WHAT THE TASK ASKS:
The response must restate the data exactly, with nothing left out.

^^^^^^^^^^^^^^^^

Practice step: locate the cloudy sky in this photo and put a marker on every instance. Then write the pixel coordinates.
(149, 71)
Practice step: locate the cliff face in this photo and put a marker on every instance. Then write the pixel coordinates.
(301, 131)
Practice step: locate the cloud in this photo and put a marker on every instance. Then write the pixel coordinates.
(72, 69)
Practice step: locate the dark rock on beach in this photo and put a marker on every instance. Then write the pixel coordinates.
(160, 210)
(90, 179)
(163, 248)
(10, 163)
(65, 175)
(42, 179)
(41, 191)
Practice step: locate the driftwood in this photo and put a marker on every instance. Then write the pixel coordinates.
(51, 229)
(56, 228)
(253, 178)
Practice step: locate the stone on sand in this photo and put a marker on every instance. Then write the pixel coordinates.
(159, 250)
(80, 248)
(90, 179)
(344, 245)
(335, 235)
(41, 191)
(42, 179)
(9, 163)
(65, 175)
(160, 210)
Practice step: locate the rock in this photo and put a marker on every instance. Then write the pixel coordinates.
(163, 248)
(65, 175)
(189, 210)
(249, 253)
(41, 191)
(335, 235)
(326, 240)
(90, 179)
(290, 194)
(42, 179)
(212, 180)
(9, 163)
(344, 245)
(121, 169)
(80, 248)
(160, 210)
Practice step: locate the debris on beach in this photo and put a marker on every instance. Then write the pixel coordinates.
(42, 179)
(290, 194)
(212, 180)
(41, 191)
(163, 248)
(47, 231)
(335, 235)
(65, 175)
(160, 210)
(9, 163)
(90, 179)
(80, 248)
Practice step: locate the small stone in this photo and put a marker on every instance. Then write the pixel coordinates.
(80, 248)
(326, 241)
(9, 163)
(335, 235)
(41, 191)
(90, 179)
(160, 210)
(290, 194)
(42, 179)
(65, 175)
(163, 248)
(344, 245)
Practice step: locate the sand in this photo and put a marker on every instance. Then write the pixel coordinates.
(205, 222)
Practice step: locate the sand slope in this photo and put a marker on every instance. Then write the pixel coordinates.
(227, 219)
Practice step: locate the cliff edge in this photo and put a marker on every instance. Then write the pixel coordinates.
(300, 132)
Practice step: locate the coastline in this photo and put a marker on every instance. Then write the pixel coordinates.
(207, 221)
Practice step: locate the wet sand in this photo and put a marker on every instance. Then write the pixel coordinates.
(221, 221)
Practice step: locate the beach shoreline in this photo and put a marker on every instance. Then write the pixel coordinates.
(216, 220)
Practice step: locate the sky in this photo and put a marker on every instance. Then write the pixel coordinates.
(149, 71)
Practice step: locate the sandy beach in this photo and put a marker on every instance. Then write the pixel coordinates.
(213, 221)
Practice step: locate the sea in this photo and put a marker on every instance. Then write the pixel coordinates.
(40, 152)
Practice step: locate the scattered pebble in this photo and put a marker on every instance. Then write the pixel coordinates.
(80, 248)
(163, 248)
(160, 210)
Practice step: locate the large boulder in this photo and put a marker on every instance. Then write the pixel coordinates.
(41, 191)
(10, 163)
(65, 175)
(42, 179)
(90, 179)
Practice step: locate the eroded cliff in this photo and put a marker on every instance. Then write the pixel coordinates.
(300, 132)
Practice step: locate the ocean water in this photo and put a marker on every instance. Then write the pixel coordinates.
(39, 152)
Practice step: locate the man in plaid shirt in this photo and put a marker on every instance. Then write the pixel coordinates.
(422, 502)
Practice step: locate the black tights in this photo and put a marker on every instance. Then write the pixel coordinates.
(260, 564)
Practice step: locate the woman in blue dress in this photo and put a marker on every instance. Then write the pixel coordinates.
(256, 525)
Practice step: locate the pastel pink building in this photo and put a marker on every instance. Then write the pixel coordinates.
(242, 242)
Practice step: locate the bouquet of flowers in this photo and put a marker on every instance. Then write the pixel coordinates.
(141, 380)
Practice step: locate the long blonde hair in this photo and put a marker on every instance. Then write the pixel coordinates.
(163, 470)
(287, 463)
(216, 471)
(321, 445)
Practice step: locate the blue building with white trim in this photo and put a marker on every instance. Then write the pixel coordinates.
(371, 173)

^^^^^^^^^^^^^^^^

YOUR RESPONSE:
Practice step: locate the cloudy sky in this photo and put a marker on every instance. Then write the pixel coordinates.
(149, 71)
Practice step: locate the cliff face in this photo and put a marker on every instance. Then write the pixel coordinates.
(301, 131)
Practice step: locate the cloud in this photo and put a marker on every instance. Then write the pixel coordinates.
(72, 69)
Practice step: locate the dark rock on beach in this photo and put a marker on every instance. Then write the pixel coordinates.
(160, 210)
(90, 179)
(163, 248)
(10, 163)
(65, 175)
(42, 179)
(41, 191)
Practice step: locate the driftwood in this photo and put a marker on every instance. Then write the pixel coordinates.
(51, 229)
(56, 228)
(253, 178)
Practice step: locate the stone on sand in this photo and put a marker on every instance. Then write the pixel coordinates.
(159, 250)
(80, 248)
(90, 179)
(344, 245)
(335, 235)
(41, 191)
(42, 179)
(9, 163)
(65, 175)
(160, 210)
Practice step: locate the rock in this photo and put a marker on every instance. Then write the pixel coordinates.
(163, 248)
(65, 175)
(189, 210)
(249, 253)
(41, 191)
(335, 235)
(326, 240)
(90, 179)
(290, 194)
(42, 179)
(212, 180)
(9, 163)
(344, 245)
(121, 169)
(80, 248)
(160, 210)
Practice step: locate the debris on beach in this photo and put a marker on every instance. Then write the pixel coordinates.
(42, 179)
(290, 194)
(212, 180)
(41, 191)
(163, 248)
(47, 231)
(335, 235)
(65, 175)
(160, 210)
(9, 163)
(90, 179)
(80, 248)
Practice step: locate the small stone in this photo and put a marker on every instance. Then write the pixel coordinates.
(80, 248)
(326, 241)
(9, 163)
(335, 235)
(41, 191)
(90, 179)
(160, 210)
(290, 194)
(42, 179)
(65, 175)
(163, 248)
(344, 245)
Practice step: locate the sand in this photo and put a marker on every instance. Then write the pixel coordinates.
(205, 222)
Practice step: locate the sand slope in this photo and put a marker on every instance. Then write the pixel coordinates.
(227, 219)
Practice step: locate the cliff edge in this photo and put a marker on every instance. Then write the pixel coordinates.
(300, 132)
Practice step: locate the coastline in this photo and put a marker on every instance. Then write the pixel coordinates.
(207, 221)
Practice step: locate the wet sand in this photo and put a marker on every instance. Then write the pixel coordinates.
(221, 221)
Practice step: locate the beach shoreline in this photo and put a marker on every instance. Then write the pixel coordinates.
(216, 220)
Practice step: locate the sky in this photo and put a marker on every instance. Then write the pixel coordinates.
(149, 71)
Practice step: locate the sandy beach in this photo and put a marker on every instance. Then write the pixel coordinates.
(213, 221)
Practice step: locate the sea in this photo and put a marker on every instance. Then write the pixel coordinates.
(40, 152)
Practice step: locate the scattered pebble in this photo and put a marker on every instance. Then write the pixel coordinates.
(80, 248)
(163, 248)
(160, 210)
Practice step: locate the large boulder in this photo and put a marker on every instance. Then write the pixel coordinates.
(41, 191)
(10, 163)
(65, 175)
(42, 179)
(90, 179)
Practice step: locate the eroded cliff in this photo and put a marker on every instance. Then write the pixel coordinates.
(300, 132)
Practice step: locate the ocean water in this photo and put a marker on every instance. Then write the pixel coordinates.
(39, 152)
Practice step: locate the man in plaid shirt in this photo and put a marker on every instance. Then write the pixel coordinates.
(422, 502)
Practice step: locate the black tights in this photo and put a marker on every instance. Then write the pixel coordinates.
(260, 564)
Practice step: locate the woman in blue dress in this photo and put a marker on every instance. Then write the pixel coordinates.
(256, 525)
Practice step: locate the pastel pink building in this photo and put a marker on every instance. Then write the pixel coordinates.
(242, 242)
Practice step: locate the bouquet of flowers in this photo and put a marker on every instance. Then write the pixel coordinates.
(141, 380)
Practice step: locate the long blonde hair in this photo and put a marker on every instance. Then write the pixel coordinates.
(163, 470)
(287, 463)
(216, 471)
(321, 445)
Practice step: locate the blue building with white trim in this photo and put a marker on every instance. Then write the pixel coordinates.
(371, 173)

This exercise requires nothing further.